Los suplementos culturales y las páginas de opinión en la prensa nacional siguen siendo el escenario principal para tomar el pulso a la crítica literaria dominicana. Desgraciadamente, lo que se aprecia es un espacio yermo en donde pocas veces brilla alguna lectura edificante. Este es un asunto que señalé en mi primer artículo en Acento en 2011: “La desesperación de los intelectuales dominicanos”. A diez años de esa nota, sorprende lo poco que ha cambiado el ejercicio de la crítica en nuestro país, un campo controlado por las mismas figuras con las mismas taras.
El máximo ejemplo de la pobreza de nuestra crítica lo hallamos en los artículos de Diógenes Céspedes que, a mi juicio, es la pluma que más daño le hace a la literatura dominicana. Da lástima notar cómo continúa con la práctica de una escritura torpe y parroquial en la que se ceba principalmente con las mujeres y la intelectualidad de la diáspora. Las seis entregas que le dedicó hace poco a ‘Bordes de la dominicanidad’ de Lorgia García Peña son un ejercicio tenaz en todo lo que no debería traslucir en un escrito de crítica literaria: condescendencia, prejuicios, descaro.
Algunos lectores recordarán la ‘Antología del cuento dominicano’ que publicó Céspedes en 1996. En ella incluyó un epílogo en el que denunciaba un supuesto plagio por parte de Aglae Echavarría. No viene al caso si su denuncia tenía fundamento; lo que sí vale la pena destacar es la misoginia que destilan esas páginas. El desprecio de Céspedes hacia las escritoras no ha mermado. Ahí están como prueba las líneas que dedicó al poemario ‘Invención de la locura’, en las cuales reprueba el libro de Rosa Silverio en un tono francamente vil.

▶ **Acciones requeridas**
a) Copia el fragmento sobre la crítica literaria dominicana desde "Algunos lectores recordarán" hasta "tono francamente vil.".
b) Continúa el fragmento sobre la crítica literaria dominicana a partir de su última oración.

▶ **Material proporcionado**

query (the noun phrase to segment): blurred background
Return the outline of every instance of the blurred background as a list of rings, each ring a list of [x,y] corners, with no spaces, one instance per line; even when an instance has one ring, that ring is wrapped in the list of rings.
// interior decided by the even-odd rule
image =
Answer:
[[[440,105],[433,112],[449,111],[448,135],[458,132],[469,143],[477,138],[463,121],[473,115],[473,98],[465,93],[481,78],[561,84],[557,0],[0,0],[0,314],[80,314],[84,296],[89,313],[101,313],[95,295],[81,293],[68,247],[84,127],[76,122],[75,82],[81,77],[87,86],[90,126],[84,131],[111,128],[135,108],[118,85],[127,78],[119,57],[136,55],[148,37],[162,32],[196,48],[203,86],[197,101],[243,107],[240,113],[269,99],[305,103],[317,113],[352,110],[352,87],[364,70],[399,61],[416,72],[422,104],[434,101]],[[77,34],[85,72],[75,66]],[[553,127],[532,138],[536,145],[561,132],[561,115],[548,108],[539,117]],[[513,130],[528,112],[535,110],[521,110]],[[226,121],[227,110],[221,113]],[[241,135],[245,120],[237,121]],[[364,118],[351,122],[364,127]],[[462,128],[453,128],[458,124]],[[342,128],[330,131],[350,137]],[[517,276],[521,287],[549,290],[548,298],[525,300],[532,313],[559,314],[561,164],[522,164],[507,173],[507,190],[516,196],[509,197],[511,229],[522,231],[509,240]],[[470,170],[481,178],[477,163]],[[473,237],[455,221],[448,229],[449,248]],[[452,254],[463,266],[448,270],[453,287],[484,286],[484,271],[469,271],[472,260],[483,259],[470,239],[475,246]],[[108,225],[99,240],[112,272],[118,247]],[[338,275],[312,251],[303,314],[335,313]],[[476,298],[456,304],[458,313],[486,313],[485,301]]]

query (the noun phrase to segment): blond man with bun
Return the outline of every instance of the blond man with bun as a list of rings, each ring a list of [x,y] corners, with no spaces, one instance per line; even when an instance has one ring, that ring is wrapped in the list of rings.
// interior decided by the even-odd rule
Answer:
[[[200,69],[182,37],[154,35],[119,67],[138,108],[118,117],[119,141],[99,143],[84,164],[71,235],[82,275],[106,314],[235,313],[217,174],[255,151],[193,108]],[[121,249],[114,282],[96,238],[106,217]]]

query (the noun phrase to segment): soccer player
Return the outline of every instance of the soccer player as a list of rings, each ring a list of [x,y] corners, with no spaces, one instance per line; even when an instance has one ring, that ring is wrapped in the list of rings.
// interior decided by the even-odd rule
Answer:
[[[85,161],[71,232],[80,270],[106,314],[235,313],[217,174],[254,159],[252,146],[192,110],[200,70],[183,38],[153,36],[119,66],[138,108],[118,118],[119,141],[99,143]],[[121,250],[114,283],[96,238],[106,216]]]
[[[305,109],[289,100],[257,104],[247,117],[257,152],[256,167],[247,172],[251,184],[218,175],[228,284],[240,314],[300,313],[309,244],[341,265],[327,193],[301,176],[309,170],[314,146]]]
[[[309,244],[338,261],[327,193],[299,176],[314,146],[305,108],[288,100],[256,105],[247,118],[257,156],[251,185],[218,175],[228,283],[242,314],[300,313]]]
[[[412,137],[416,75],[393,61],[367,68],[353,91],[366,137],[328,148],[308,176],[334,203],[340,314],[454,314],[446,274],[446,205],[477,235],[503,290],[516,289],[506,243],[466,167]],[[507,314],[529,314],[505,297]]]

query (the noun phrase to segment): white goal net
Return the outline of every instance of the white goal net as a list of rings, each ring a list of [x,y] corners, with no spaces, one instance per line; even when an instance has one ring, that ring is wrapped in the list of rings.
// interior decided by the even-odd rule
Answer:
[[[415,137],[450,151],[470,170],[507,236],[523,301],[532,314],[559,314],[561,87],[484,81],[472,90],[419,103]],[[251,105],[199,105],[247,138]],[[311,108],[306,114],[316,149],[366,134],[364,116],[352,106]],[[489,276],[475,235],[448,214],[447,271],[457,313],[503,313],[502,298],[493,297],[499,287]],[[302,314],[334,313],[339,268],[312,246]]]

▶ **Tus respuestas**
a)
Algunos lectores recordarán la ‘Antología del cuento dominicano’ que publicó Céspedes en 1996. En ella incluyó un epílogo en el que denunciaba un supuesto plagio por parte de Aglae Echavarría. No viene al caso si su denuncia tenía fundamento; lo que sí vale la pena destacar es la misoginia que destilan esas páginas. El desprecio de Céspedes hacia las escritoras no ha mermado. Ahí están como prueba las líneas que dedicó al poemario ‘Invención de la locura’, en las cuales reprueba el libro de Rosa Silverio en un tono francamente vil.

b)
Este esquema de incorrección y atropello se evidencia también en sus comentarios a ‘Bordes de la dominicanidad’. Por ejemplo, llama la atención el que Céspedes se cite varias veces. Qué pobre valoración de su legado como crítico ha de tener cuando recurre al autobombo. Otro detalle que mueve al desconcierto es la mención del pretendido uso erróneo de la palabra “retórica” por parte de García Peña. Tal parece que Céspedes, quien no pierde ocasión para ufanarse de su paso por la academia francesa, no ha podido asimilar el vuelco que propició en la crítica el pensamiento de Derrida, basado precisamente en teorizar sobre la valencia de la retórica en toda instancia de lenguaje. Ciertamente, Céspedes no parece que haya sacado provecho a los debates filosóficos del París de los 70, ocupado como estaba en tratar de entender la cátedra de Meschonnic, su “comodín” en cada cosa que publica desde hace cincuenta años.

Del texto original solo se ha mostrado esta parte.